• Entries provided:

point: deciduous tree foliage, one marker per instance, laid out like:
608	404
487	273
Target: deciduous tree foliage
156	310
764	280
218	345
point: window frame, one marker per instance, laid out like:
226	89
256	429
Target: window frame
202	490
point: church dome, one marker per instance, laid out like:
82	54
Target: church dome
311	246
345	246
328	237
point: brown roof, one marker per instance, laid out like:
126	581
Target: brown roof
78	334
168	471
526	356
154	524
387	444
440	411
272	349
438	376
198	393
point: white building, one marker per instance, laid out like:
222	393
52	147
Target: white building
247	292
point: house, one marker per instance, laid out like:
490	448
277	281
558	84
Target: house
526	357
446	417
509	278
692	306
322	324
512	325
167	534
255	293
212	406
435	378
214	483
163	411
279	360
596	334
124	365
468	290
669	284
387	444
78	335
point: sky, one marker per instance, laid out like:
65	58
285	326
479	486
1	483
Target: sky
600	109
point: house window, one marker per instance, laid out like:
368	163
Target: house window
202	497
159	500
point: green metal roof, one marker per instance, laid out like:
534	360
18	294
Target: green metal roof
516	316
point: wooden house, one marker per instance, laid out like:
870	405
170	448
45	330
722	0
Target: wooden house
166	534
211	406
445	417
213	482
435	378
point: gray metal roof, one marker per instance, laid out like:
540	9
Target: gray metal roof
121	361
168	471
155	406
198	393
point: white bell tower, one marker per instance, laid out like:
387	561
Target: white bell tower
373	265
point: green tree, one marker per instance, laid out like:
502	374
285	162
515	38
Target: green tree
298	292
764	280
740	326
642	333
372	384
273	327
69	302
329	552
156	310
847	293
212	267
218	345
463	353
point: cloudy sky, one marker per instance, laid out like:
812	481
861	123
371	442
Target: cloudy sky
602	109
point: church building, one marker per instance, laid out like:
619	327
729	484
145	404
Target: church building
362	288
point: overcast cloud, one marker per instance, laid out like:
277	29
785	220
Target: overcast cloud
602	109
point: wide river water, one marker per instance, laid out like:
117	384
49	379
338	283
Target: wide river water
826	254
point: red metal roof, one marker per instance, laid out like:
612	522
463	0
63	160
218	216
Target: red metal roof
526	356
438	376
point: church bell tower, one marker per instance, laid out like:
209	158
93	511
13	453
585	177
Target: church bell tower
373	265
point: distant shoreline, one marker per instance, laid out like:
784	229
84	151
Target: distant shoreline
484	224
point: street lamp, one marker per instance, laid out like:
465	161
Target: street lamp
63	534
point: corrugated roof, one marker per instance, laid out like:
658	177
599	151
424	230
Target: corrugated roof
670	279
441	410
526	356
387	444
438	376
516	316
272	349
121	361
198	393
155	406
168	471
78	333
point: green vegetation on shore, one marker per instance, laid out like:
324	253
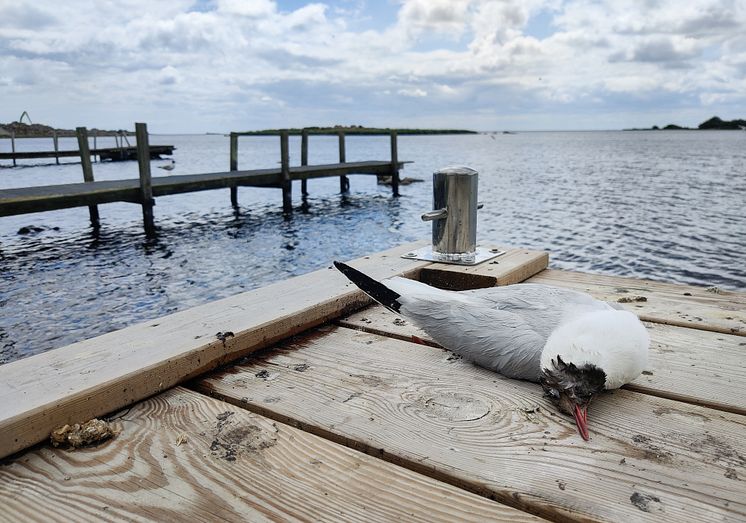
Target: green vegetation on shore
356	129
37	130
714	123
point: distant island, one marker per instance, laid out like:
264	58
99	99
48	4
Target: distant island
714	123
36	130
356	129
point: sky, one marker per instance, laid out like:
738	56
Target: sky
197	66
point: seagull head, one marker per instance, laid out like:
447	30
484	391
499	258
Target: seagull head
593	352
572	388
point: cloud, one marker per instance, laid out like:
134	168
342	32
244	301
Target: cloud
260	62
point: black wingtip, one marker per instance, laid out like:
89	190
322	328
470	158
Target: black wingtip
371	287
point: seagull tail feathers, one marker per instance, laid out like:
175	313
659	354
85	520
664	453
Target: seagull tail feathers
371	287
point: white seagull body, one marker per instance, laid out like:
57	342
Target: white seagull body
168	166
572	343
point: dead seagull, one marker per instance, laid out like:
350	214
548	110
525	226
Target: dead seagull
168	166
571	343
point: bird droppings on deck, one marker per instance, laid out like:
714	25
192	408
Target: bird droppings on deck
631	299
642	501
223	336
233	438
90	433
266	375
452	406
650	451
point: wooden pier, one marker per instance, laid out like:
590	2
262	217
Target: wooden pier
142	191
119	153
337	415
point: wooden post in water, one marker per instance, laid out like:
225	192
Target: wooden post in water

• Task objective:
Copy out the line holding "Target: distant island" along with all lines after it through the end of the entries, exactly and only these.

• Result for this task:
Target: distant island
714	123
36	130
356	129
point: sky, one marker per instance, laid out like:
738	56
Target: sky
197	66
point: seagull head, one marker per instance, laid out like:
447	30
484	391
499	258
Target: seagull head
593	352
572	388
point: cloud, one marker per instance, laid out like:
134	168
342	32
244	301
Target: cloud
260	62
point: black wingtip, one marker per instance, laid out like:
89	190
322	328
470	158
Target: black wingtip
371	287
point: seagull tail feathers, one marker per instance, laid out like:
175	313
659	354
85	520
664	453
Target: seagull tail feathers
371	287
point: white seagull body, one marker per instance, laid out like:
57	342
Target: white seagull body
168	166
572	343
point: dead seagull, one marker per instance, laid out like:
350	214
548	110
525	226
Target: dead seagull
168	166
571	343
point: bird droppings on deck, one marker per instance, laid out like:
714	25
192	408
Target: bird droppings on deck
631	299
642	501
223	336
233	438
90	433
266	375
452	406
650	451
point: wooden pier, one marker per instance, laid out like:
590	2
262	217
Target: wooden pier
142	191
119	153
337	415
point: wooden post in water, one marker per instance, laid out like:
225	192
Target: wooden post in water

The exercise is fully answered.